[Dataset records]
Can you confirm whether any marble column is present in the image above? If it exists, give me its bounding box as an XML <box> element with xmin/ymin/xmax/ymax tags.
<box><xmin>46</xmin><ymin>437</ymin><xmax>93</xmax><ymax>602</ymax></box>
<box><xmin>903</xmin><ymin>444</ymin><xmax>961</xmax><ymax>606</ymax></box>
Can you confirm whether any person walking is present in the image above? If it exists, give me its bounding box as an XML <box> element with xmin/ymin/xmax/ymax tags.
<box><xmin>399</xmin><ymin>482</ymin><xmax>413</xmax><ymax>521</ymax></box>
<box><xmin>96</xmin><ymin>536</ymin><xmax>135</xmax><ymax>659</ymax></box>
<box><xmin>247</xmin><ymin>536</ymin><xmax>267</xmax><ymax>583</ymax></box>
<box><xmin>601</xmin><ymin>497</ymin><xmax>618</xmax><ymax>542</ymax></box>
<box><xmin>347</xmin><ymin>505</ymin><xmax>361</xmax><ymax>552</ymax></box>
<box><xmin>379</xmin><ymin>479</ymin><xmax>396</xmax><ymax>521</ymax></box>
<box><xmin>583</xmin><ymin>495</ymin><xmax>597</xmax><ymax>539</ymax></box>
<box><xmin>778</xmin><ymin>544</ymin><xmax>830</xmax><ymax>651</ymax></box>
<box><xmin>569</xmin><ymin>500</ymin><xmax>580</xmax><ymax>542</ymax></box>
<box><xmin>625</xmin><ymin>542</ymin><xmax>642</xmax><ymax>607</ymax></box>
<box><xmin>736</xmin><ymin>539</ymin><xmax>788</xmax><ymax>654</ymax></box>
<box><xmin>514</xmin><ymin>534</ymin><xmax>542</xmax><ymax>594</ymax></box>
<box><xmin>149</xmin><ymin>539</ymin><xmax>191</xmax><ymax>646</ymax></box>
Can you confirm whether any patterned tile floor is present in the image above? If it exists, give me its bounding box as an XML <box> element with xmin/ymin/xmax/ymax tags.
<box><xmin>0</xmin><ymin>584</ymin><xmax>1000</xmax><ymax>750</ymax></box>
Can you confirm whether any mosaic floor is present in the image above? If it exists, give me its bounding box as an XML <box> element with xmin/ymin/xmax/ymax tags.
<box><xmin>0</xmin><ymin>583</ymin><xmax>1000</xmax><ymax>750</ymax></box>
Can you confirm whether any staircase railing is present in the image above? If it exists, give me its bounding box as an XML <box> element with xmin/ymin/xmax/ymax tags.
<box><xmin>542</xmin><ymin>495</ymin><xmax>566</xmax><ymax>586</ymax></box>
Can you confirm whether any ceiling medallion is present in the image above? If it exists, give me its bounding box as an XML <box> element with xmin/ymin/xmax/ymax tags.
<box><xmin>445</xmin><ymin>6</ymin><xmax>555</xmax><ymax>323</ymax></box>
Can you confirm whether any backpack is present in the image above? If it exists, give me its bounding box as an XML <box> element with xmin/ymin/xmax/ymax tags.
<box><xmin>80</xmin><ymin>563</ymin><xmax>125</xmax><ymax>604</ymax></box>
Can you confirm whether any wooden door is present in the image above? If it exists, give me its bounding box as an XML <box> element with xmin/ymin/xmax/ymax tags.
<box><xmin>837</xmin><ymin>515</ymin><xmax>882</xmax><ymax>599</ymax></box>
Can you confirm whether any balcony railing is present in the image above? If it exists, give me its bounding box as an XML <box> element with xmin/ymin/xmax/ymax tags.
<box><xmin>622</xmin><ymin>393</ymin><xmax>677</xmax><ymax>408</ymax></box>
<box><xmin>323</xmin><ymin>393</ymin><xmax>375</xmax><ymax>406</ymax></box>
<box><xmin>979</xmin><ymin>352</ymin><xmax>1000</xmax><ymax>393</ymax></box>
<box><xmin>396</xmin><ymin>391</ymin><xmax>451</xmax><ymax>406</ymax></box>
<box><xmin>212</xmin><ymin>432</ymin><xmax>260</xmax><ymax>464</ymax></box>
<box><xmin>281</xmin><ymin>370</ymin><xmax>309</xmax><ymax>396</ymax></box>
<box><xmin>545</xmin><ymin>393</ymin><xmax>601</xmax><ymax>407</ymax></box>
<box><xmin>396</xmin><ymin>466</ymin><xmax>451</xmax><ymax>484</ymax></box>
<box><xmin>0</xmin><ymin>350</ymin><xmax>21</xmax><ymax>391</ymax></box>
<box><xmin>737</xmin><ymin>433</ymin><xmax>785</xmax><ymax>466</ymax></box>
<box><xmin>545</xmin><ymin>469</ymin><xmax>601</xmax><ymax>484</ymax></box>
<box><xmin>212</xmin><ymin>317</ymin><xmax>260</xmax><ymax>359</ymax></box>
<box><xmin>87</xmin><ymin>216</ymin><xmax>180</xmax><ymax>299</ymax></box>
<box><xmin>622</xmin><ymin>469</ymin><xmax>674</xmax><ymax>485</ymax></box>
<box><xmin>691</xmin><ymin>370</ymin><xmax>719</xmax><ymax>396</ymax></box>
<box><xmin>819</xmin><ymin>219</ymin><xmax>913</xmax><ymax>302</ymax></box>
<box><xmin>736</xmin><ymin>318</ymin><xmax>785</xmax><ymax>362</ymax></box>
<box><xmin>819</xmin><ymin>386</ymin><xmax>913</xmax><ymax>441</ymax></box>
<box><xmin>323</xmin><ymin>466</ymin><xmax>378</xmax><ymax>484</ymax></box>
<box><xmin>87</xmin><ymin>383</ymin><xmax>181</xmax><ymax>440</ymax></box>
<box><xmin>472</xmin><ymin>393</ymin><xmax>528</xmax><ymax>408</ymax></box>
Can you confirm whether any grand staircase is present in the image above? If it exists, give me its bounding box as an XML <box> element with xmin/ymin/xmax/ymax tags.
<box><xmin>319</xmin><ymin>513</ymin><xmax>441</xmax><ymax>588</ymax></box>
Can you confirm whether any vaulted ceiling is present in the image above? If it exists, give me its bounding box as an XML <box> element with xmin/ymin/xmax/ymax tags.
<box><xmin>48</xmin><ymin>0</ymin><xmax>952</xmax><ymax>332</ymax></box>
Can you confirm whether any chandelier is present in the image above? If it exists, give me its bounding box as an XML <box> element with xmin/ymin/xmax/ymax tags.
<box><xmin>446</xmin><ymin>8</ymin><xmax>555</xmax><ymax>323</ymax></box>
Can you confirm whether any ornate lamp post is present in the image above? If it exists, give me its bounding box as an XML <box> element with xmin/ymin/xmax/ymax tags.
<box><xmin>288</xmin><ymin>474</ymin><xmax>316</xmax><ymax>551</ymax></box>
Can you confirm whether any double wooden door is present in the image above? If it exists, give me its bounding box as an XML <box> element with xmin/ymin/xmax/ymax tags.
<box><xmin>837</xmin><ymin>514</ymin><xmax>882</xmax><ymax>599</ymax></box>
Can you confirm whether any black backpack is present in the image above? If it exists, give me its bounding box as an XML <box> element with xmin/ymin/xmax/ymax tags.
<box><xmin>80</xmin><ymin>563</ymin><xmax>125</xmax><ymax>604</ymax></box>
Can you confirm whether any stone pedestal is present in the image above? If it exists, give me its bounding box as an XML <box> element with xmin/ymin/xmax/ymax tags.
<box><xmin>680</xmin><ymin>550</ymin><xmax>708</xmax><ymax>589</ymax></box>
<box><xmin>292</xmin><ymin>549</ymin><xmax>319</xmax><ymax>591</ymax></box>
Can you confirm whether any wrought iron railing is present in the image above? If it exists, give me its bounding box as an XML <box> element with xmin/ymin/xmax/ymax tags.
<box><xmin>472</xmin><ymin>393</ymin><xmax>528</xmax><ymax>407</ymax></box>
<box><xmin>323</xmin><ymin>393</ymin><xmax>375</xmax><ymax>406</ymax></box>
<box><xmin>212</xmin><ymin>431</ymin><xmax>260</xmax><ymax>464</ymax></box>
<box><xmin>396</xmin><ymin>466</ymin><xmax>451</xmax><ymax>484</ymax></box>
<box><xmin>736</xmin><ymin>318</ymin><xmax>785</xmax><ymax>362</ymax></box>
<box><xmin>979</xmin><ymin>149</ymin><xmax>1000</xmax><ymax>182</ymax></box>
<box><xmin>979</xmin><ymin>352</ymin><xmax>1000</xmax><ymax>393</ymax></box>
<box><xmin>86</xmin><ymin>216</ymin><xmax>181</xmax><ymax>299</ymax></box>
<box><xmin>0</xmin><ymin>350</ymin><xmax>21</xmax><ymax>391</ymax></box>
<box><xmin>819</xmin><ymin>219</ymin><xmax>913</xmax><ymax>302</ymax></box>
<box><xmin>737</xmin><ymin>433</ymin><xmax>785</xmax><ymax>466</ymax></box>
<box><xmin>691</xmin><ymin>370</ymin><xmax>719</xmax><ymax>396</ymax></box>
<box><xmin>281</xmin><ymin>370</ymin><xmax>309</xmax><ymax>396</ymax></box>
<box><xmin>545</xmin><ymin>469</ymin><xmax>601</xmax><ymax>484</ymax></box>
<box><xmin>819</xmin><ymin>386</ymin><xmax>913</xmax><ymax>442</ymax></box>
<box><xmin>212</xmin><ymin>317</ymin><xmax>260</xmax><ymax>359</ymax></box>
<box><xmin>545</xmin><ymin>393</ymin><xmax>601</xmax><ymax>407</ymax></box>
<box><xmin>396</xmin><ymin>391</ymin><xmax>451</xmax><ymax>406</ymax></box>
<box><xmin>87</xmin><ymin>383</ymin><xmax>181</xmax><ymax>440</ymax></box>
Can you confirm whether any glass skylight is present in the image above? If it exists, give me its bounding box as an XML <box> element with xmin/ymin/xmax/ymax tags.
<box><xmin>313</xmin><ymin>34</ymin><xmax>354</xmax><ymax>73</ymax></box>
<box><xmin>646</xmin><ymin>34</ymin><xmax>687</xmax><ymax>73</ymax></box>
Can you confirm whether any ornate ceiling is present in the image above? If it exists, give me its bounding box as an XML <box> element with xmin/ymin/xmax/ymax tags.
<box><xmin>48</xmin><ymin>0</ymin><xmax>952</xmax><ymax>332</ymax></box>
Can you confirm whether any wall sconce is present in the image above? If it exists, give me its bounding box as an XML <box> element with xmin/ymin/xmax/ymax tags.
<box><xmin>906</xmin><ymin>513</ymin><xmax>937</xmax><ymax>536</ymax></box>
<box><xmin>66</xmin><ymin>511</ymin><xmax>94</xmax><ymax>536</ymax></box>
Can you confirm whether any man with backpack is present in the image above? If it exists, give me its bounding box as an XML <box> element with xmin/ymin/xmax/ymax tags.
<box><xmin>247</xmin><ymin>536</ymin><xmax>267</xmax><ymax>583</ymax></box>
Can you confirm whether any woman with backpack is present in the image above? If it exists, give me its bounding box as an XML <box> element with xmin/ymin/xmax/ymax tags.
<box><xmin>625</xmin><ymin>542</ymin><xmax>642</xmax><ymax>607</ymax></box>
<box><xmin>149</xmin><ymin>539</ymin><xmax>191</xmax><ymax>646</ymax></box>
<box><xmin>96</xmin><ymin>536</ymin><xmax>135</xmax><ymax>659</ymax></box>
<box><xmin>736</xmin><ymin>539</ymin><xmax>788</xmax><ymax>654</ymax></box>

=== Your goal ===
Copy out the records word for word from the line containing "Can you confirm whether any woman" through the end of the records.

=== Solution ===
Can you confirm whether any woman with backpack is present in the image above? If it exists, give me its bounding box as an XML <box> element with xmin/ymin/xmax/ymax tags.
<box><xmin>625</xmin><ymin>542</ymin><xmax>642</xmax><ymax>607</ymax></box>
<box><xmin>149</xmin><ymin>539</ymin><xmax>191</xmax><ymax>646</ymax></box>
<box><xmin>96</xmin><ymin>536</ymin><xmax>135</xmax><ymax>659</ymax></box>
<box><xmin>736</xmin><ymin>539</ymin><xmax>788</xmax><ymax>654</ymax></box>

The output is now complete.